* Task list
A. Condense the paragraph of the course description that begins "Machine learning is a mathematical discipline" into a bulleted list that keeps its main facts.
B. State whether each statement agrees with the course description. Answer yes or no, and quote the words that decide it.
(i) The course names one required textbook.
(ii) Thompson Sampling will be covered only if time permits.
(iii) The mini-course prepares students for a later course on reinforcement learning.
C. Rewrite the course description from "This course will" up to and including "multi-armed bandits (time-permitting)", changing "mini-course" to "short course".

This course will provide a rigorous introduction to online/sequential decision-making with applications to various problems in machine learning and beyond, and introduce students to the multi-armed bandit problem and its variants. The emphasis of the course will be on fundamental algorithms and their detailed analysis. This mini-course will prepare students for the subsequent course on reinforcement learning. A list of topics that will be covered includes

  • The stochastic multi-armed bandit problem
  • The ε-greedy algorithm, the UCB algorithm
  • Lower bounds on the regret for bandit problems
  • Thompson Sampling (time-permitting)
  • Online-decision making and the experts problem
  • Non-stochastic multi-armed bandits (time-permitting)


Machine learning is a mathematical discipline and it is necessary to have a good background in linear algebra, calculus, probability and algorithms. You should have taken courses on linear algebra, probability, statistics and multivariate calculus. If you need to brush up on these concepts please refer to the links provided on the resources tab.

Recommended Textbooks

There is no specific textbook recommended for this course. However, having access to at least one the following will be helpful.

  • (BC) S. Bubeck and N. Cesa-Bianchi. Regret Analysis of Stochastic and Nonstochastic Multi-armed Bandit Problems. [link]
  • (CL) N. Cesa-Bianchi and G. Lugosi. Prediction, Learning and Games. Cambridge University Press 2006.
  • (LS) T. Lattimore and C. Szepesvári. Bandit Algorithms. [link]
  • (Sli) Alex Slivkins. Introduction to Multi-Armed Bandits. [link]

* Listing
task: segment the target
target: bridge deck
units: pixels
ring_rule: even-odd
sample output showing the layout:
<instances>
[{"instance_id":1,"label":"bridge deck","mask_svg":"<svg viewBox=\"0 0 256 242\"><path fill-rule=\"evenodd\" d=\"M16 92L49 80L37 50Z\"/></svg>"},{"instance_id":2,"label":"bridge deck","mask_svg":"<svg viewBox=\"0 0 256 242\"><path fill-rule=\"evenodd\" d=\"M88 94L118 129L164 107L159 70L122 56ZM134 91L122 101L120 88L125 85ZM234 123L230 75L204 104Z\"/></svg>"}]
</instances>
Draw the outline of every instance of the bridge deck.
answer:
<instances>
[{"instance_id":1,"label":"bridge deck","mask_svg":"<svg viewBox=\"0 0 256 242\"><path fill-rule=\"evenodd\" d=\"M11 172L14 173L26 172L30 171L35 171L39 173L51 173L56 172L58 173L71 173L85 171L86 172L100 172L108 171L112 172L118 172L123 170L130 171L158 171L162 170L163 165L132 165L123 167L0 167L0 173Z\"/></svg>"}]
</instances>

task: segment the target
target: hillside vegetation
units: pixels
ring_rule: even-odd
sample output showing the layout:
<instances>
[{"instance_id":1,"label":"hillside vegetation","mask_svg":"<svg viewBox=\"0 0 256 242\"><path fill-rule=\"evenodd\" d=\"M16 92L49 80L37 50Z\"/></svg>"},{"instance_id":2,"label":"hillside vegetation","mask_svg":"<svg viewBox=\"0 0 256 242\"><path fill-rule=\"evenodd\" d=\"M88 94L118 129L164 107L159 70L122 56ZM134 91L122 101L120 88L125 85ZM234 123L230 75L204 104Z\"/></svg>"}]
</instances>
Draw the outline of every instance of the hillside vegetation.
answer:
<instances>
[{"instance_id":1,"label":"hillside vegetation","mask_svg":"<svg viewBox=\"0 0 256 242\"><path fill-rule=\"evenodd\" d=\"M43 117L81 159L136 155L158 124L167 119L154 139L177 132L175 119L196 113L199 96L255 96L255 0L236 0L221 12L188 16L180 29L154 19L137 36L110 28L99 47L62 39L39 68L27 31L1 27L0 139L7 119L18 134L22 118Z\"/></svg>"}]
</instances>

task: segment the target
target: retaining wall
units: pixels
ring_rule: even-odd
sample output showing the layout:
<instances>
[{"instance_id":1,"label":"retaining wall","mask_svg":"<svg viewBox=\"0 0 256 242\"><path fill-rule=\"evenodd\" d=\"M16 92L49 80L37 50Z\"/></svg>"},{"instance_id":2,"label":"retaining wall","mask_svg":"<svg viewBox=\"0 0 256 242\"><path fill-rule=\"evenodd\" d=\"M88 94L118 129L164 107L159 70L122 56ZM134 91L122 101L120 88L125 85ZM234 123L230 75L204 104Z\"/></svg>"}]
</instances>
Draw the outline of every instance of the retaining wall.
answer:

---

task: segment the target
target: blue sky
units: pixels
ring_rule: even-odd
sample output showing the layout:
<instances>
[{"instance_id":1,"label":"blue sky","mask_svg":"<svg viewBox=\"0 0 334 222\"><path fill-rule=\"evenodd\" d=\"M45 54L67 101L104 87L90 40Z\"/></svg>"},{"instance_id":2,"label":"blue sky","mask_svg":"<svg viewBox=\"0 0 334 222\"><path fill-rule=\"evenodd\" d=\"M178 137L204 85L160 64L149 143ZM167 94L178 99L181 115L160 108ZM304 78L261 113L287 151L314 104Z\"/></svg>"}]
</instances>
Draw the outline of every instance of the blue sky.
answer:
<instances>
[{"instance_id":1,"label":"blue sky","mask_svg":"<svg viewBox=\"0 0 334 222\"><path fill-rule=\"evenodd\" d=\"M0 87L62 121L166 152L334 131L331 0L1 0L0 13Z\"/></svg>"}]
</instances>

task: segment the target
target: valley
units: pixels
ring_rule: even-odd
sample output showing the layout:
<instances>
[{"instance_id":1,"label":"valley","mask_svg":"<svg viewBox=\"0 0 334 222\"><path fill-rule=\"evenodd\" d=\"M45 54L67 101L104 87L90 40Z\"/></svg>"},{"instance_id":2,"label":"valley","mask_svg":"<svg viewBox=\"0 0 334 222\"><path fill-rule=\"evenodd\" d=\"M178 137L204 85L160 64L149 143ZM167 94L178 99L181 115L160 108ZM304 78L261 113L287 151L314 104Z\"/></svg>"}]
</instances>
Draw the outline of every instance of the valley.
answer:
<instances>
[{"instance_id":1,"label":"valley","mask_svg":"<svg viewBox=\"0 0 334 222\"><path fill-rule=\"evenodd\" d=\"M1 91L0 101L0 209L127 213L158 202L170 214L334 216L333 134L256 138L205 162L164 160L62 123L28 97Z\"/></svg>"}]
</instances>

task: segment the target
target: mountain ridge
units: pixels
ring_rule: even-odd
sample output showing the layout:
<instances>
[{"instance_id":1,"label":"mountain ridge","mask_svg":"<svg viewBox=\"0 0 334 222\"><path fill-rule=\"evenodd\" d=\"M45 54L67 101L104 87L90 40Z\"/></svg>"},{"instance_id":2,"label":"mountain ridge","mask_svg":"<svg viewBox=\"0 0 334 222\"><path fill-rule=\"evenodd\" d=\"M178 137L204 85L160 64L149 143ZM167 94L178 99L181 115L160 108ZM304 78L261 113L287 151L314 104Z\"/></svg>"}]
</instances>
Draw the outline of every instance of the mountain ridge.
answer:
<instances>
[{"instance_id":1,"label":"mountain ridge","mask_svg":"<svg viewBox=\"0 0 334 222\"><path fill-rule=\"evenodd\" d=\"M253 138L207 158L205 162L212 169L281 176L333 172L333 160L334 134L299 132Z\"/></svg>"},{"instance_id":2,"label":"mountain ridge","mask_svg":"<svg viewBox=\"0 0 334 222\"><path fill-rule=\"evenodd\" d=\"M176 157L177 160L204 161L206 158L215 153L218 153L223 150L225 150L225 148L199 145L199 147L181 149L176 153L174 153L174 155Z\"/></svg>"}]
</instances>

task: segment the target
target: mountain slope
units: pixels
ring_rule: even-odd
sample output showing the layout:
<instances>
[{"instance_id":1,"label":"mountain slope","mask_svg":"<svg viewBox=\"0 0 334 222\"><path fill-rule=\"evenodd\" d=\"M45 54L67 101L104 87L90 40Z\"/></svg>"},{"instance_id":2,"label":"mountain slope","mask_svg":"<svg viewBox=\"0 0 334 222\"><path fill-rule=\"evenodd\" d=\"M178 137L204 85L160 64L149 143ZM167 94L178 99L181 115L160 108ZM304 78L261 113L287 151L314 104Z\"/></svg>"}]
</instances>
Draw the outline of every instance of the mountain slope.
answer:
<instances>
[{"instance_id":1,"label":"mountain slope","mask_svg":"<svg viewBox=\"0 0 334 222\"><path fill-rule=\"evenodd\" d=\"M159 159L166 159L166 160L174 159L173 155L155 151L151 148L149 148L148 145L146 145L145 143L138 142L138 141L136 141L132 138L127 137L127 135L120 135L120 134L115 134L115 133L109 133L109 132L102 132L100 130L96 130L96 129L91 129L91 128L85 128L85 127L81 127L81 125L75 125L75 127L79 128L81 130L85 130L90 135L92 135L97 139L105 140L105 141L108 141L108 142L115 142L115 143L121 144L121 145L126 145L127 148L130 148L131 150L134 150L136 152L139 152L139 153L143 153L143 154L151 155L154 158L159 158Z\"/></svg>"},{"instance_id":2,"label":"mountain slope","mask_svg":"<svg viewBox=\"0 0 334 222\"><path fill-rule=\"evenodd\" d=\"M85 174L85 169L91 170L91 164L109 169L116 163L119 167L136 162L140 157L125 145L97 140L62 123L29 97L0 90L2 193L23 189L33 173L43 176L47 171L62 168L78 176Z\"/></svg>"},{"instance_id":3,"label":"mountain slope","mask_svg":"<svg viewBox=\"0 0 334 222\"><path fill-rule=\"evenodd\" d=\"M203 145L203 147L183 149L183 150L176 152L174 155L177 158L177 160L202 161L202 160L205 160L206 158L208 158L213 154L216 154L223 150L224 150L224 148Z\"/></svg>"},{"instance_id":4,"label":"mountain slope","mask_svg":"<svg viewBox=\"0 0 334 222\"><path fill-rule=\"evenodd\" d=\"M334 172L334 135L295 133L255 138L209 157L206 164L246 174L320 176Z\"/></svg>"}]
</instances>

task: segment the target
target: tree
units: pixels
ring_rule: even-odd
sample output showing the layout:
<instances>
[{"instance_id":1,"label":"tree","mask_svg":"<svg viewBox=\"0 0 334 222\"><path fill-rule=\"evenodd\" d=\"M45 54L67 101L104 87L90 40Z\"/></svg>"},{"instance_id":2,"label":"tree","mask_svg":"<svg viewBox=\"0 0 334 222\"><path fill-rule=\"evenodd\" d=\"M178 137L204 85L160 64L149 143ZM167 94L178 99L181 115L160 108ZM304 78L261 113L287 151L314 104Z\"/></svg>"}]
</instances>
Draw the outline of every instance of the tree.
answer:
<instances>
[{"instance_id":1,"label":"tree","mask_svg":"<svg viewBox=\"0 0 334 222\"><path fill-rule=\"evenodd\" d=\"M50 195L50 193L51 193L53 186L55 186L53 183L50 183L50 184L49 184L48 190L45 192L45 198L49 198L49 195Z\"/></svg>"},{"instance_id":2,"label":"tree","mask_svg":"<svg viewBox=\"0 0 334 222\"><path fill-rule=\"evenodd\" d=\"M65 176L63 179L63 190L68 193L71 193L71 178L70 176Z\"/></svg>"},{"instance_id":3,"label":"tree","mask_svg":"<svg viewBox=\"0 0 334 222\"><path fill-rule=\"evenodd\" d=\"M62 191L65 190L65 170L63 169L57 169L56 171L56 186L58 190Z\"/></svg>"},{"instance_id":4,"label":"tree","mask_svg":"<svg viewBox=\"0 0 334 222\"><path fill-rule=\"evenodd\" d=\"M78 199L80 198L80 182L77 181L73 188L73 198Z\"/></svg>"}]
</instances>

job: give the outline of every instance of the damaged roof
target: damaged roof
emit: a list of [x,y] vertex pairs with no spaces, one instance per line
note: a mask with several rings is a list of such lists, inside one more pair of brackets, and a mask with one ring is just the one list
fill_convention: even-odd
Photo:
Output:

* Outputs by task
A.
- Machine learning is a mathematical discipline.
- A good background in linear algebra, calculus, probability and algorithms is necessary.
- Students should have taken courses on linear algebra, probability, statistics and multivariate calculus.
- Links for brushing up on these concepts are on the resources tab.

B.
(i) No: "There is no specific textbook recommended for this course."
(ii) Yes: "Thompson Sampling (time-permitting)"
(iii) Yes: "This mini-course will prepare students for the subsequent course on reinforcement learning."

C.
This course will provide a rigorous introduction to online/sequential decision-making with applications to various problems in machine learning and beyond, and introduce students to the multi-armed bandit problem and its variants. The emphasis of the course will be on fundamental algorithms and their detailed analysis. This short course will prepare students for the subsequent course on reinforcement learning. A list of topics that will be covered includes

  • The stochastic multi-armed bandit problem
  • The ε-greedy algorithm, the UCB algorithm
  • Lower bounds on the regret for bandit problems
  • Thompson Sampling (time-permitting)
  • Online-decision making and the experts problem
  • Non-stochastic multi-armed bandits (time-permitting)